Set down the data below without change, skipping the pictures it holds.

________________________

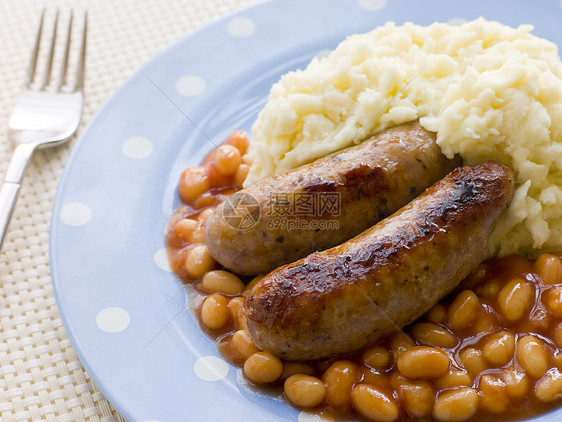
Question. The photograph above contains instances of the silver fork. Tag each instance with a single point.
(47, 112)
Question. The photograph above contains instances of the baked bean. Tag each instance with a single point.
(339, 379)
(491, 369)
(193, 182)
(239, 139)
(552, 299)
(490, 289)
(214, 311)
(263, 368)
(459, 404)
(242, 343)
(549, 268)
(198, 261)
(399, 343)
(304, 390)
(437, 314)
(515, 298)
(454, 378)
(473, 361)
(433, 335)
(423, 362)
(184, 228)
(493, 396)
(417, 397)
(204, 215)
(463, 310)
(532, 355)
(557, 335)
(293, 368)
(220, 281)
(374, 404)
(539, 320)
(236, 306)
(499, 347)
(549, 387)
(516, 382)
(241, 174)
(197, 235)
(377, 357)
(206, 200)
(557, 359)
(485, 321)
(227, 160)
(371, 376)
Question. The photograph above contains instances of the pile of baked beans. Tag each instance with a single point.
(491, 350)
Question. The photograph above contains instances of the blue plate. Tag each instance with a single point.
(127, 316)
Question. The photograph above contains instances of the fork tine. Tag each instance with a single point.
(80, 71)
(35, 52)
(49, 64)
(63, 73)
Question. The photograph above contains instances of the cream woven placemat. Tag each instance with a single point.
(41, 378)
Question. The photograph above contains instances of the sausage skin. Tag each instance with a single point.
(338, 301)
(366, 183)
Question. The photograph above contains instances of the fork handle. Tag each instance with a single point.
(11, 186)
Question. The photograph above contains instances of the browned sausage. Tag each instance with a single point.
(339, 300)
(325, 203)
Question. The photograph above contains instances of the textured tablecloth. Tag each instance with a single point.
(41, 378)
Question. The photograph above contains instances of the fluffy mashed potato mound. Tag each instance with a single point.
(491, 92)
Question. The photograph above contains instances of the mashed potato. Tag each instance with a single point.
(491, 92)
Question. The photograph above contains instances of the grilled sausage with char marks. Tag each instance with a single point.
(366, 183)
(337, 301)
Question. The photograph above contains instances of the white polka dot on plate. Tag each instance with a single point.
(241, 27)
(210, 368)
(457, 21)
(137, 147)
(113, 320)
(311, 417)
(322, 53)
(372, 5)
(75, 214)
(190, 85)
(161, 259)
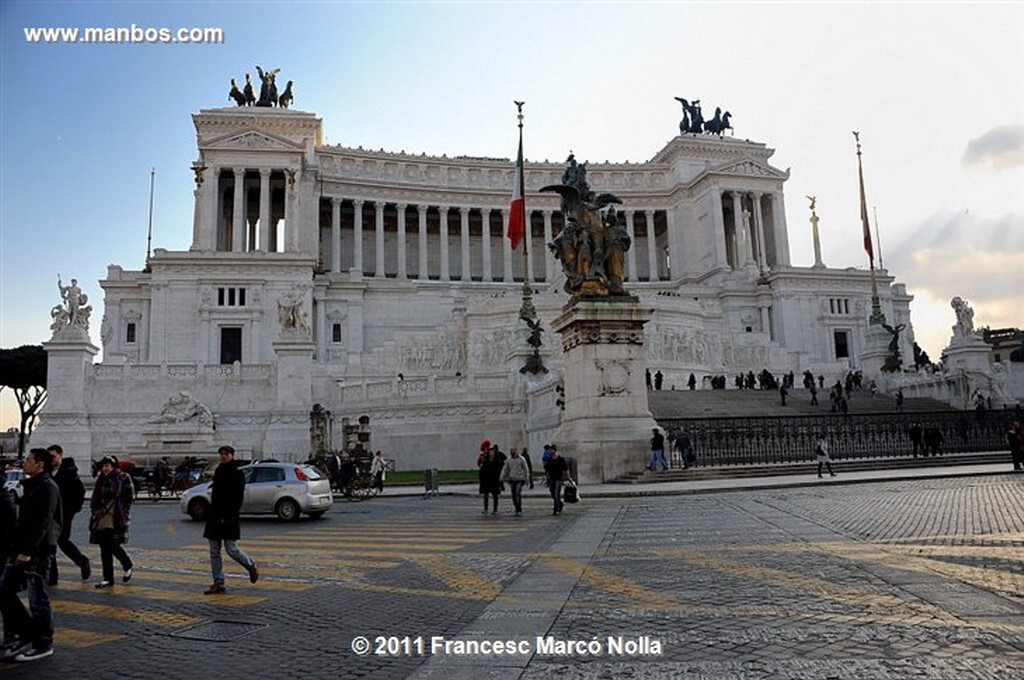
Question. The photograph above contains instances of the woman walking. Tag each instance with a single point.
(112, 499)
(515, 472)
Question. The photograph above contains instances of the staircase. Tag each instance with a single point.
(753, 402)
(809, 468)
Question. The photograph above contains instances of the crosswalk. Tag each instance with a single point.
(166, 592)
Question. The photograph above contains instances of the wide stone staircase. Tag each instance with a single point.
(756, 402)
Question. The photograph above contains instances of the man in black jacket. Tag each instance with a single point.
(72, 498)
(35, 540)
(222, 525)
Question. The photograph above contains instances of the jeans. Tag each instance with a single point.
(555, 486)
(109, 549)
(36, 624)
(217, 565)
(516, 494)
(69, 548)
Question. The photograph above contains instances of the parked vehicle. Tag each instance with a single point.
(286, 490)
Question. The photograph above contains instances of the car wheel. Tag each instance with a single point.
(198, 509)
(288, 510)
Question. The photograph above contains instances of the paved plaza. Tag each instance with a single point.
(915, 578)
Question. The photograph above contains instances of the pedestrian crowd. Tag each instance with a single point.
(36, 525)
(496, 470)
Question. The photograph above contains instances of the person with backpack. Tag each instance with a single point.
(821, 454)
(72, 498)
(111, 506)
(31, 631)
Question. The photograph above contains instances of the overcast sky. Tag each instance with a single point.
(935, 90)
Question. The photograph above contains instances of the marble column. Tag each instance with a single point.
(442, 227)
(549, 256)
(238, 211)
(401, 241)
(422, 273)
(335, 235)
(778, 228)
(506, 247)
(648, 216)
(379, 245)
(759, 225)
(485, 242)
(264, 210)
(738, 240)
(467, 273)
(631, 254)
(718, 228)
(357, 236)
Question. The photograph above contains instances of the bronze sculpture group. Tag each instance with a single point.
(693, 121)
(592, 244)
(267, 94)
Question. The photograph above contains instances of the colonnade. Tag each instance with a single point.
(458, 243)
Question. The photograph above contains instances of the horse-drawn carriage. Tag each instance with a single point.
(349, 473)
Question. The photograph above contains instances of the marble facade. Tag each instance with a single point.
(381, 284)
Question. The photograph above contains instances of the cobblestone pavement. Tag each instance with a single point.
(915, 579)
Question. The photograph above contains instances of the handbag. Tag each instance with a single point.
(102, 521)
(570, 494)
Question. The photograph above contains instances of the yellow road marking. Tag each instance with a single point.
(78, 639)
(123, 613)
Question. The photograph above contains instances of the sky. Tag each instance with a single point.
(935, 90)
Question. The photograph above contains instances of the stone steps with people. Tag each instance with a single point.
(754, 402)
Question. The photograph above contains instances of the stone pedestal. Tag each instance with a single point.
(291, 421)
(65, 419)
(969, 353)
(607, 424)
(876, 351)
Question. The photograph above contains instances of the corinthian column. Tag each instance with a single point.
(442, 227)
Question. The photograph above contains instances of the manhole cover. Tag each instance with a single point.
(217, 631)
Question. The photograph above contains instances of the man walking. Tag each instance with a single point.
(657, 451)
(31, 632)
(556, 470)
(72, 499)
(515, 472)
(222, 525)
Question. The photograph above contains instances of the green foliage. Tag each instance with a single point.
(24, 370)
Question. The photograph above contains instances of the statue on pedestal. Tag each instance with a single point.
(592, 246)
(965, 317)
(76, 310)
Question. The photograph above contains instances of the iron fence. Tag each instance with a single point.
(763, 440)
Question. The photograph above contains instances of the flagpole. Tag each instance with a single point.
(526, 311)
(877, 317)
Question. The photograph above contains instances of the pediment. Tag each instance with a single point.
(748, 168)
(253, 140)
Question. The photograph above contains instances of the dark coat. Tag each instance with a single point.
(226, 495)
(113, 491)
(8, 521)
(72, 489)
(40, 517)
(491, 472)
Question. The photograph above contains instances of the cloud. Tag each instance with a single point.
(999, 149)
(980, 259)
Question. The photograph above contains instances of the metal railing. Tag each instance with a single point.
(764, 440)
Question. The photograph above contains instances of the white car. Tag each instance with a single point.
(286, 490)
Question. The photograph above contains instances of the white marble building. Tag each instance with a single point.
(381, 284)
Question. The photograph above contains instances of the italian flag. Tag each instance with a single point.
(517, 212)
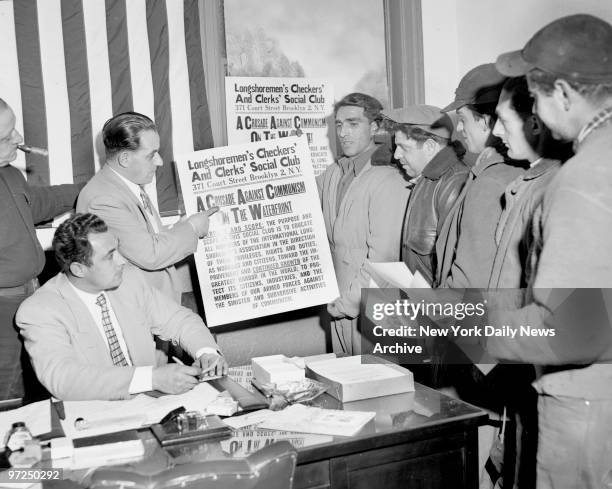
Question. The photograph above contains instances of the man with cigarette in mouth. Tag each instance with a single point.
(21, 257)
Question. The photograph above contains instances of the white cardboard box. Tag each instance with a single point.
(276, 369)
(350, 380)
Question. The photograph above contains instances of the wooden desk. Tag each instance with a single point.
(418, 440)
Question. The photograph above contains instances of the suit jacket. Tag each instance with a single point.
(156, 253)
(21, 207)
(68, 352)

________________________

Reply to the exercise
Question. The photograph above contains instances of the silver fork. Tag each instance with a single point.
(47, 112)
Question. The photograph above contains instances of the baked bean. Tag each instance with a single point.
(339, 379)
(491, 369)
(193, 182)
(239, 139)
(552, 299)
(490, 289)
(214, 311)
(263, 368)
(459, 404)
(242, 343)
(549, 268)
(198, 261)
(399, 343)
(304, 390)
(437, 314)
(515, 298)
(454, 378)
(473, 361)
(433, 335)
(423, 362)
(184, 228)
(493, 396)
(417, 397)
(204, 215)
(463, 310)
(532, 355)
(557, 335)
(293, 368)
(220, 281)
(374, 404)
(539, 320)
(236, 306)
(499, 347)
(549, 387)
(516, 382)
(241, 174)
(197, 235)
(377, 357)
(206, 200)
(557, 359)
(485, 321)
(227, 160)
(371, 376)
Question. The photograph above contains instances of the pile of baked beans. Tag each instance with a single point.
(491, 350)
Question. The photograph above contains instances of the blue plate. Tag each instance with a single point.
(127, 316)
Question. The photograph above contains instances of the fork tine. Tag each instance with a single point.
(80, 71)
(35, 52)
(49, 64)
(63, 73)
Question. The photograph above contains instances of the cream woven placemat. Tag each instance with a single point.
(41, 378)
Question. The photograph above contains instances of the sausage skin. Tag each instance with a single point.
(338, 301)
(366, 183)
Question. The photograph above contains instances of the fork handle. Tag each instance with a single point.
(11, 186)
Question. The photograph above contains instances of the browned sausage. Tag each instance with a single point.
(339, 300)
(325, 203)
Question. The photograph above contains instances of the textured tablecloth. Tag each instance with a single point.
(41, 378)
Question. The photograph above contains instances of the fluffy mashed potato mound. Tag each instance with a single point.
(491, 92)
Question. The photograph above contains instances of the mashed potato. Tag each instance with a single point.
(491, 92)
Question. The photograph above contains instances of the grilled sausage with char marks. Tag each instance with a single point.
(366, 183)
(337, 301)
Question. The photograph above contains instances of the white polka dot on plate. Tag each instance with a single point.
(241, 27)
(210, 368)
(457, 21)
(137, 147)
(113, 320)
(311, 417)
(322, 53)
(372, 5)
(75, 214)
(190, 85)
(161, 259)
Question. The photograph above contains instances of the woman walking. Tag each instance with a single point.
(112, 499)
(515, 472)
Question. The photograph above contains instances of the staircase. Tag each instance with a single point.
(753, 402)
(809, 468)
Question. The photograph above contains instances of the crosswalk. Tag each instance with a single point.
(166, 592)
Question. The photograph above contains instances of the wide stone staircase. Tag each instance with a single point.
(756, 402)
Question. The photograph above contains instances of the man in black jacket. Tag each instance with a single point.
(72, 498)
(35, 540)
(222, 525)
Question. The photograph above contains instances of the jeans. Tag each instance with a single point.
(555, 486)
(109, 549)
(36, 624)
(217, 565)
(516, 494)
(69, 548)
Question. The photograph above contains instances of the parked vehicle. Tag each instance with a single point.
(286, 490)
Question. The photograph above contains instances of the car wheel. Tag each instance with a single point.
(198, 509)
(288, 510)
Question. The photograph above contains instances of the paved plaza. Tag each instance with a single point.
(915, 578)
Question. The photograph above contains instances of the pedestrian crowd. Tag each instance with a single point.
(36, 525)
(496, 470)
Question. The photograph above contains instances of the person with backpack. Tag each instance with a single point.
(821, 454)
(72, 498)
(111, 506)
(31, 631)
Question. The photograph above contains instances of the overcast sky. Tag each instance with a single point.
(935, 90)
Question. The photograph above contains instances of the marble column. Tag each instance with a single point.
(442, 227)
(549, 256)
(238, 211)
(401, 241)
(422, 273)
(335, 235)
(778, 228)
(506, 247)
(648, 216)
(379, 245)
(759, 225)
(485, 242)
(264, 210)
(738, 240)
(467, 273)
(631, 254)
(718, 228)
(357, 236)
Question. The photograph above contains instances of the bronze sculpture group. Tag each instance with a single point.
(693, 121)
(592, 244)
(267, 94)
Question. The photograph above contains instances of the colonnade. Tag each instance with a single point.
(458, 243)
Question. The photograph above contains instances of the horse-drawn carriage. Tag each instance with a single point.
(349, 473)
Question. The photograph above contains instances of the marble facade. Tag each instance with a single point.
(381, 284)
Question. The photograph above contains instances of the cobblestone pavement. Tag each instance with a single point.
(915, 579)
Question. The photograph above contains instances of the handbag. Tag each instance with a single point.
(102, 521)
(570, 494)
Question. The photograph above contains instances of the yellow road marking. Tag each instance with a single point.
(78, 639)
(123, 613)
Question. The photograph above contains instances of the sky. Tag each instance with a single point.
(935, 90)
Question. The photograph above contains instances of the stone steps with people. Tag each instance with a single point.
(754, 402)
Question. The photograph above contains instances of the stone pedestal. Tag each instance with a single point.
(291, 421)
(65, 419)
(969, 353)
(607, 424)
(876, 351)
Question. The photograph above contains instances of the corinthian column. Tag each instance with a single point.
(442, 227)
Question. The photograph above contains instances of the manhole cover. Tag each instance with a single point.
(217, 631)
Question. The photograph above contains instances of the man walking. Tag each instance with a single point.
(657, 451)
(31, 632)
(556, 470)
(72, 499)
(515, 472)
(222, 525)
Question. The photograph above contains instances of the green foliage. Tag each instance with a single point.
(24, 370)
Question. The photograph above contains instances of the statue on pedestal. Tag each instance with a single point.
(592, 246)
(965, 317)
(76, 310)
Question. The photograph above contains instances of the iron fence. Tag each instance with a single point.
(763, 440)
Question. The photograph above contains instances of the flagpole. Tag each instance with a single point.
(526, 311)
(877, 317)
Question. The photograph above contains instances of the pediment. Tag each instance with a single point.
(748, 168)
(253, 140)
Question. The photograph above contains instances of the dark coat. Tag each instance with a single point.
(226, 495)
(113, 491)
(8, 521)
(72, 489)
(40, 517)
(491, 472)
Question. The photograph above contains instances of the cloud. Tag each instance with a single point.
(999, 149)
(980, 259)
Question. The photograph above contains instances of the metal railing. Tag each instance with a single point.
(764, 440)
Question. The photograph above contains instances of the white car. Tag each instance with a single point.
(286, 490)
Question. The photograph above contains instances of the white marble building. Tag each instance with a single point.
(381, 284)
Question. The photograph above contains instances of the italian flag. Tag each instance with a single point.
(517, 212)
Question. The photograph above contains instances of the man with cigarette in mouth. Tag each instance with a single point.
(21, 257)
Question. The photograph above contains instances of the white cardboard box. Tag each instance with a single point.
(276, 369)
(350, 380)
Question. The photograph above contains instances of the wooden desk. Tag each instance with a single point.
(418, 440)
Question. The photograph above contains instances of the suit jacket. Tag each instance with a single point.
(156, 253)
(21, 207)
(68, 352)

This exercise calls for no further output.